# WORK REQUIRED
Reproduce verbatim the portion of the malaria-prevention grant article that opens at the words "Researchers receive $10.2" and ends after the words "attempt to enter.".

SELECTED PASSAGE section start

Researchers receive $10.2 million to study new malaria-prevention method

December 11, 2015

UNIVERSITY PARK, Pa. -- In collaboration with partners in Europe and Africa, researchers at Penn State have received a five-year, $10.2-million grant from the Bill & Melinda Gates Foundation to investigate a new method for preventing the transmission of malaria. The method involves limiting mosquito access to houses by blocking openings and installing "eave tubes" that contain a unique type of insecticide-laced mosquito netting developed by Dutch partner In2Care that kills the insects as they attempt to enter.

"Nearly half of the world's population is at risk of contracting malaria, and according to the most recent World Health Organization report, an estimated 438,000 people died from the disease in 2015," said team leader Matthew Thomas, professor and Huck Scholar in Ecological Entomology, Penn State. "The use of insecticides to control mosquitoes has saved millions of lives, but this tactic is increasingly challenged because mosquitoes quickly evolve resistance to the very limited number of insecticides currently used in public health. The eave tube approach presents a novel strategy to help combat this challenge by simultaneously making houses more mosquito proof and providing a novel way of delivering insecticides, which creates opportunities for using a wider range of insecticidal products."

SELECTED PASSAGE section end
DATA PROVIDED section start

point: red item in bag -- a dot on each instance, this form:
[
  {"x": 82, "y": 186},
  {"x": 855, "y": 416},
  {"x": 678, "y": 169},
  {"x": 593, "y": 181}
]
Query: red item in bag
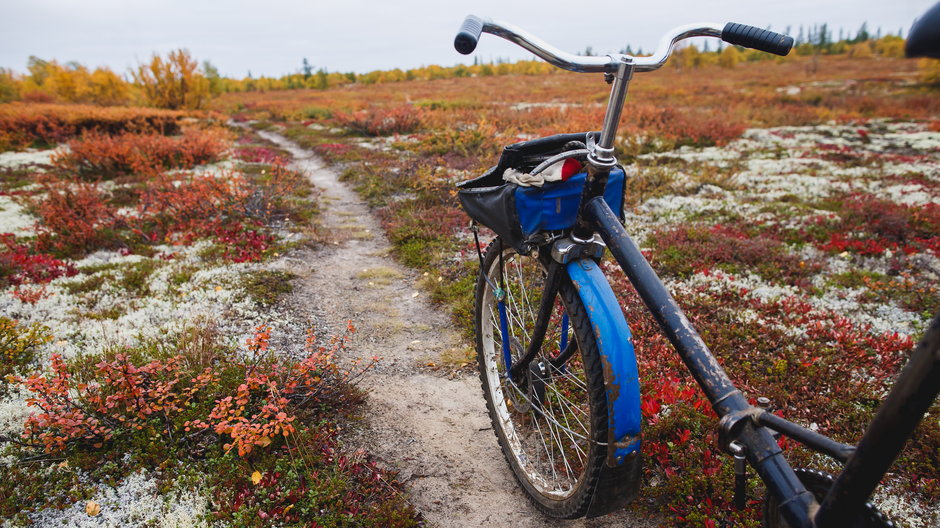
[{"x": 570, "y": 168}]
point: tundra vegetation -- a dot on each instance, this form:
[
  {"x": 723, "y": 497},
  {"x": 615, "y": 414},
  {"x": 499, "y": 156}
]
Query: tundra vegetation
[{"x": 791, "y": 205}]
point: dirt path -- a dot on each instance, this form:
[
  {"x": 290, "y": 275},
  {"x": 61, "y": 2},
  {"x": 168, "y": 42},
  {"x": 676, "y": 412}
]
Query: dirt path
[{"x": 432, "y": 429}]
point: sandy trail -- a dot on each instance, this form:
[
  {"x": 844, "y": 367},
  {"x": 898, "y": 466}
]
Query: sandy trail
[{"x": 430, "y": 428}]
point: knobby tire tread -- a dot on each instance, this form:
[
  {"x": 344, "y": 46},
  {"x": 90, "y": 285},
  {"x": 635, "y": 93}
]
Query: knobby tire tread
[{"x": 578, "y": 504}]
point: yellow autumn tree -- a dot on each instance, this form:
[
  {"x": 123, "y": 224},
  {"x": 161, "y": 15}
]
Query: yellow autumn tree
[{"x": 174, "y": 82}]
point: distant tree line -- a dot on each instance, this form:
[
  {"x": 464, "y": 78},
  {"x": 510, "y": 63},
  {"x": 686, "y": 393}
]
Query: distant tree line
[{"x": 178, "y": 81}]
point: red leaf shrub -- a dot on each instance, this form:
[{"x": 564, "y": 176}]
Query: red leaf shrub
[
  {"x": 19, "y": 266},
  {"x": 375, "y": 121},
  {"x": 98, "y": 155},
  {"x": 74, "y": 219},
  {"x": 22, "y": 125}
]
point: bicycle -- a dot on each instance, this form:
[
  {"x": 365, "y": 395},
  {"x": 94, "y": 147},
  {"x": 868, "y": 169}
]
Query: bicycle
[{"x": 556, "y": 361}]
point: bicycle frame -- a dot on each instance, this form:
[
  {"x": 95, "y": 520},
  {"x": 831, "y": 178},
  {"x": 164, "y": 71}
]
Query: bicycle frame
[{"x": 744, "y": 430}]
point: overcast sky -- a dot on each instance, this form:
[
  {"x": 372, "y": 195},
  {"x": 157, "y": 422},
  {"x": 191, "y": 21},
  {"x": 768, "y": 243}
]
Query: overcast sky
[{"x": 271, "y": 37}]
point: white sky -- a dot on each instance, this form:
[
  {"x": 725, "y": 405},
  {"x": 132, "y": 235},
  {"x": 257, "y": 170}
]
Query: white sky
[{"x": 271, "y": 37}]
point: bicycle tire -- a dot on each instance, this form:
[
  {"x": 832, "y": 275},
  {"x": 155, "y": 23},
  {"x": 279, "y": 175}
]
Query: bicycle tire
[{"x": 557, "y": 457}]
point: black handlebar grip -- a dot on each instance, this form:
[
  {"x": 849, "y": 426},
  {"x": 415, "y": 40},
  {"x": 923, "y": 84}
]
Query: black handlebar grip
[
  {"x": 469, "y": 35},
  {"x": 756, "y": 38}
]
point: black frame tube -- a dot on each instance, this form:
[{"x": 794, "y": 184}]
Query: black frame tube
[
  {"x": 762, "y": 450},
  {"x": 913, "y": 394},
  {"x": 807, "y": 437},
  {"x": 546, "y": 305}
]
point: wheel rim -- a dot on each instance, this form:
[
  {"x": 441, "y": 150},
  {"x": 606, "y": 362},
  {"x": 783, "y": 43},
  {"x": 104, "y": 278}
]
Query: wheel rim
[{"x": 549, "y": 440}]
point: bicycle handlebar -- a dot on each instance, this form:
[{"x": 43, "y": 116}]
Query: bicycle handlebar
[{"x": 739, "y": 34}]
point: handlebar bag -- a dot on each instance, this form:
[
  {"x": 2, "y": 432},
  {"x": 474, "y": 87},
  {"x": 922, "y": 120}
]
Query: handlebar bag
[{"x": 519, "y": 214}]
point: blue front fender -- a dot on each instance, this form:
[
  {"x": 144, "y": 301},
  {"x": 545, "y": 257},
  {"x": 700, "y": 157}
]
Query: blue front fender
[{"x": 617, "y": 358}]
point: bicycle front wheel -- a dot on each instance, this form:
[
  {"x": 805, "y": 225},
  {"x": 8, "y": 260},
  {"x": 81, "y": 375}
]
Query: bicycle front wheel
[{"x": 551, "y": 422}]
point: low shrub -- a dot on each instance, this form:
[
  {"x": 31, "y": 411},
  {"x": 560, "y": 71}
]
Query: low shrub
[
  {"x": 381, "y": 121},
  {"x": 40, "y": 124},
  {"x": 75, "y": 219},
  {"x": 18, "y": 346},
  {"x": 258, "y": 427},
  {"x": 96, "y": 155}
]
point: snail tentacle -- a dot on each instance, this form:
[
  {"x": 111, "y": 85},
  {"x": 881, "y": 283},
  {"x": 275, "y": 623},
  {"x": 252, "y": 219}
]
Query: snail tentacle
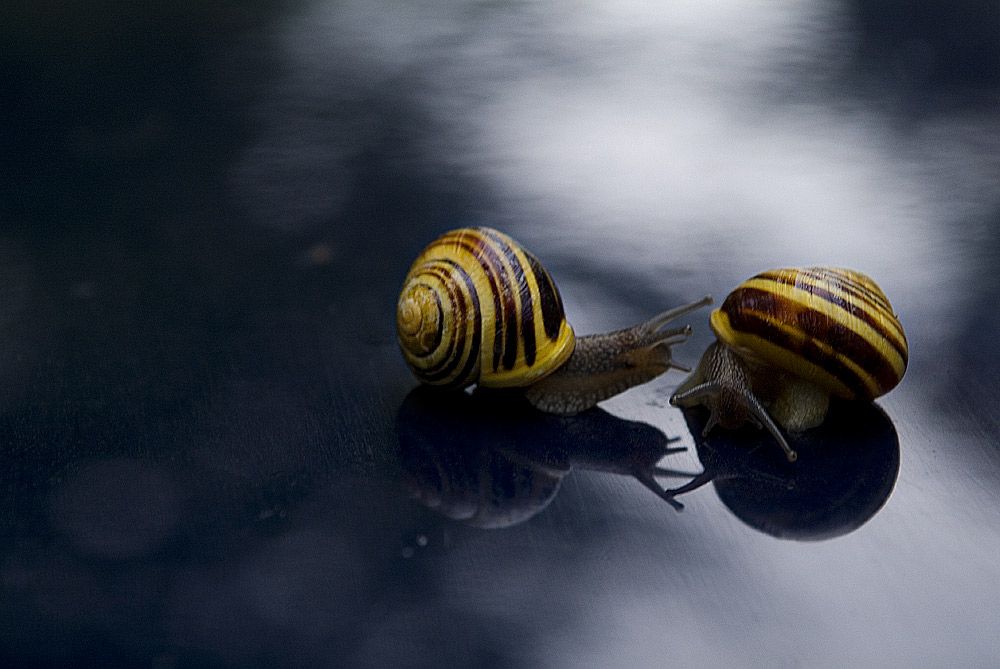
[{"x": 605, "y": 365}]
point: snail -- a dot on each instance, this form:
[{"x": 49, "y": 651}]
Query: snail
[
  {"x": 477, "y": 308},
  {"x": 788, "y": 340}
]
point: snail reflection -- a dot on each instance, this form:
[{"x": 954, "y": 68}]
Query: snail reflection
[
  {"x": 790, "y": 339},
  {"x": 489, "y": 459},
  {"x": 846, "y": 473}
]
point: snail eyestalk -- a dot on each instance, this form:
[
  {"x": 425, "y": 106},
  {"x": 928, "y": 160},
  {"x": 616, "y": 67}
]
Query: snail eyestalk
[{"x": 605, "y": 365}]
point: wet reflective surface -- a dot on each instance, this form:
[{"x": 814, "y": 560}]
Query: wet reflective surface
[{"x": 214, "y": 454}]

DATA PROVIDED section end

# RESPONSE
Researchers receive $10.2 million to study new malaria-prevention method

December 11, 2015

UNIVERSITY PARK, Pa. -- In collaboration with partners in Europe and Africa, researchers at Penn State have received a five-year, $10.2-million grant from the Bill & Melinda Gates Foundation to investigate a new method for preventing the transmission of malaria. The method involves limiting mosquito access to houses by blocking openings and installing "eave tubes" that contain a unique type of insecticide-laced mosquito netting developed by Dutch partner In2Care that kills the insects as they attempt to enter.